_Activity:_ Every line with the string "coat" must be copied from the entries below.

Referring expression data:
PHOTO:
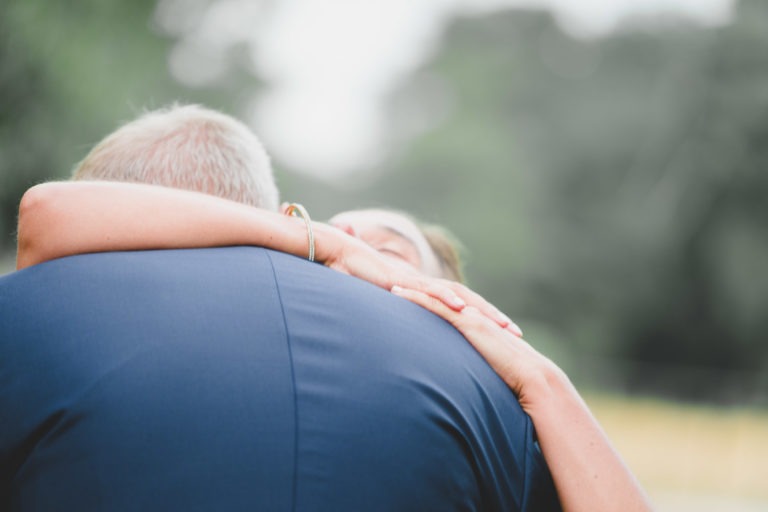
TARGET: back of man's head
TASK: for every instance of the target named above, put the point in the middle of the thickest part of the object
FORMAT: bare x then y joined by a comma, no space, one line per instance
188,147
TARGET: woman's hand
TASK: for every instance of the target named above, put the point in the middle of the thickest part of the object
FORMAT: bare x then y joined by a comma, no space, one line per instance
350,255
589,474
520,366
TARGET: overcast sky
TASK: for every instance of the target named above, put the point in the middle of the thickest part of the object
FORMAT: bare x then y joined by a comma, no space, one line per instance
328,64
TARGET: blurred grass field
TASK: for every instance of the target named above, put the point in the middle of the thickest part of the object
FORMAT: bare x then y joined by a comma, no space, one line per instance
690,457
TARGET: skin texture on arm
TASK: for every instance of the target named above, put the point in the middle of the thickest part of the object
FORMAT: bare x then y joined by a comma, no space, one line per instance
60,219
589,474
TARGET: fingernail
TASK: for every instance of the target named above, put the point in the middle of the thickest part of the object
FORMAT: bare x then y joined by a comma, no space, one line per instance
458,302
515,329
503,319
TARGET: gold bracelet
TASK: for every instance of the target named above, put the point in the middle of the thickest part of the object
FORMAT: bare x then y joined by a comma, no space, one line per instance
297,210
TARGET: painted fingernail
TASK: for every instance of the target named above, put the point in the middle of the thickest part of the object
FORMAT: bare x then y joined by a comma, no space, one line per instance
458,302
503,319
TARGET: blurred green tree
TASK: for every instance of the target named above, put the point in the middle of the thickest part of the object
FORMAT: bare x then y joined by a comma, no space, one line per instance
612,188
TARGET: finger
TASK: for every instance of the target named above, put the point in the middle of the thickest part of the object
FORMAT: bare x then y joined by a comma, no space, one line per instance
436,289
488,309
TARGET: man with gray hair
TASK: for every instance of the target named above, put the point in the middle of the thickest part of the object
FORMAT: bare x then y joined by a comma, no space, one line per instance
239,378
187,147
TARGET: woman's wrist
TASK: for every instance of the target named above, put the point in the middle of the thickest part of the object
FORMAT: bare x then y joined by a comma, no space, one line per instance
329,242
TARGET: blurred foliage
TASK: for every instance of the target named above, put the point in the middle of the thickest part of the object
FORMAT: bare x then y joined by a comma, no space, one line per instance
614,189
611,192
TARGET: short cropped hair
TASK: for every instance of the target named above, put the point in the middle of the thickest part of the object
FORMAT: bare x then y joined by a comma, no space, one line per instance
187,147
447,250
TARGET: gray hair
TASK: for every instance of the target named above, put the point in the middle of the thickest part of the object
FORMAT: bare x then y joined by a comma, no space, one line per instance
188,147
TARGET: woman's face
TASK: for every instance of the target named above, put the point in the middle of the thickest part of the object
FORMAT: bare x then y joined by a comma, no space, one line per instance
393,235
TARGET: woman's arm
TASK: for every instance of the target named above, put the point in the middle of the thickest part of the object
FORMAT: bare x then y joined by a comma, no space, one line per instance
60,219
65,218
588,473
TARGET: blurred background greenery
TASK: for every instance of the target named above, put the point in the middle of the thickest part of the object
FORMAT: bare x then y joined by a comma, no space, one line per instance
610,187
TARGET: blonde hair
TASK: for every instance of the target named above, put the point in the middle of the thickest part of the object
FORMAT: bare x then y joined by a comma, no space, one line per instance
188,147
447,250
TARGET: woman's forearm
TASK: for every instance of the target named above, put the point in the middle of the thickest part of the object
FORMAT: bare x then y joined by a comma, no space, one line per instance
588,473
65,218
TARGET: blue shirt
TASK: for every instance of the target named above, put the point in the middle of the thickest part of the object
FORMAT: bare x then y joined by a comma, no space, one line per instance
245,379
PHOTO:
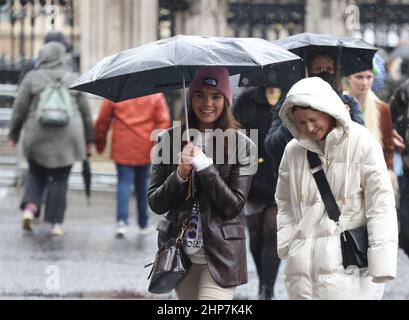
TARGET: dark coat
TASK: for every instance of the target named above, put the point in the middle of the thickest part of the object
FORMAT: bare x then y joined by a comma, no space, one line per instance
222,190
278,135
254,112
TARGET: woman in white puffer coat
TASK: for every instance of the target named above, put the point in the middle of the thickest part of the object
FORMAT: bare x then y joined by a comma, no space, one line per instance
355,168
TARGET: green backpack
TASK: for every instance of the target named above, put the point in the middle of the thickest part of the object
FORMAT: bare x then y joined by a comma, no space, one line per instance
54,106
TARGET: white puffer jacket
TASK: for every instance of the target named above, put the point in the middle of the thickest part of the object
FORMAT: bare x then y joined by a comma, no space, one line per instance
356,171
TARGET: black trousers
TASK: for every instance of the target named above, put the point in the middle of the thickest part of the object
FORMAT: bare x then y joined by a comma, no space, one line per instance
50,186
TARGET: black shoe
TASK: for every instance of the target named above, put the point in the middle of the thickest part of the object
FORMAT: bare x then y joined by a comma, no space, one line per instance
266,292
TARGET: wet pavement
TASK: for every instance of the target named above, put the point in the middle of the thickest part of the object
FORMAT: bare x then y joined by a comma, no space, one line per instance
88,262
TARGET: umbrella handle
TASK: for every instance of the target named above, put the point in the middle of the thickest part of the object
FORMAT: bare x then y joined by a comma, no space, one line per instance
185,105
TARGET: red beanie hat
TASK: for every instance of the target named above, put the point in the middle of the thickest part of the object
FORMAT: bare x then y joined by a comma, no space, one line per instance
213,77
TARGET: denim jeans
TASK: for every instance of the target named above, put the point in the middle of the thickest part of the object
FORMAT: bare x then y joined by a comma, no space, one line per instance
138,176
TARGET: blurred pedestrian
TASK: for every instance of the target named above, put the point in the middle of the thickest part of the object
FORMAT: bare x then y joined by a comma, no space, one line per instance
377,116
132,124
357,175
254,110
52,36
50,150
206,189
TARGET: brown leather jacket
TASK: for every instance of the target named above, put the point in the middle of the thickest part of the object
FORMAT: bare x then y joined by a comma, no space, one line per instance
222,191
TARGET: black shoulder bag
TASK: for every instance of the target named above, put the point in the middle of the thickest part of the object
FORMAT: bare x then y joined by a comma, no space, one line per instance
354,242
170,266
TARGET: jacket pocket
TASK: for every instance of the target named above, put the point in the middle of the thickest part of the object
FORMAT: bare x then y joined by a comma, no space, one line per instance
233,232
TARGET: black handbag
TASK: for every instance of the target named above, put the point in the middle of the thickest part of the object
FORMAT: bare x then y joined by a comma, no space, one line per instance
354,242
170,266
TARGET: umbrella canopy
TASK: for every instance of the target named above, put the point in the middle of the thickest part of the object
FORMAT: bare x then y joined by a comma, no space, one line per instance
171,63
352,54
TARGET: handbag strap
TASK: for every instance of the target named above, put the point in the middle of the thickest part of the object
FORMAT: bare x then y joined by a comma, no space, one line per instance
323,186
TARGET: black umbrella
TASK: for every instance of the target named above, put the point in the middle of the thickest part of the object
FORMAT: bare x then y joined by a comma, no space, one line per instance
171,64
352,54
86,174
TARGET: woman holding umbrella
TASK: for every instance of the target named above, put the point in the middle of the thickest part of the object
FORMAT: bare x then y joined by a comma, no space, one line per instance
206,193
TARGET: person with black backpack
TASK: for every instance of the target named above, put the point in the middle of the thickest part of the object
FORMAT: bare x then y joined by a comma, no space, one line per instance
55,122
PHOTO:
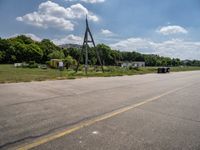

_Solution:_
TARGET: dark coat
TARGET: woman in white puffer coat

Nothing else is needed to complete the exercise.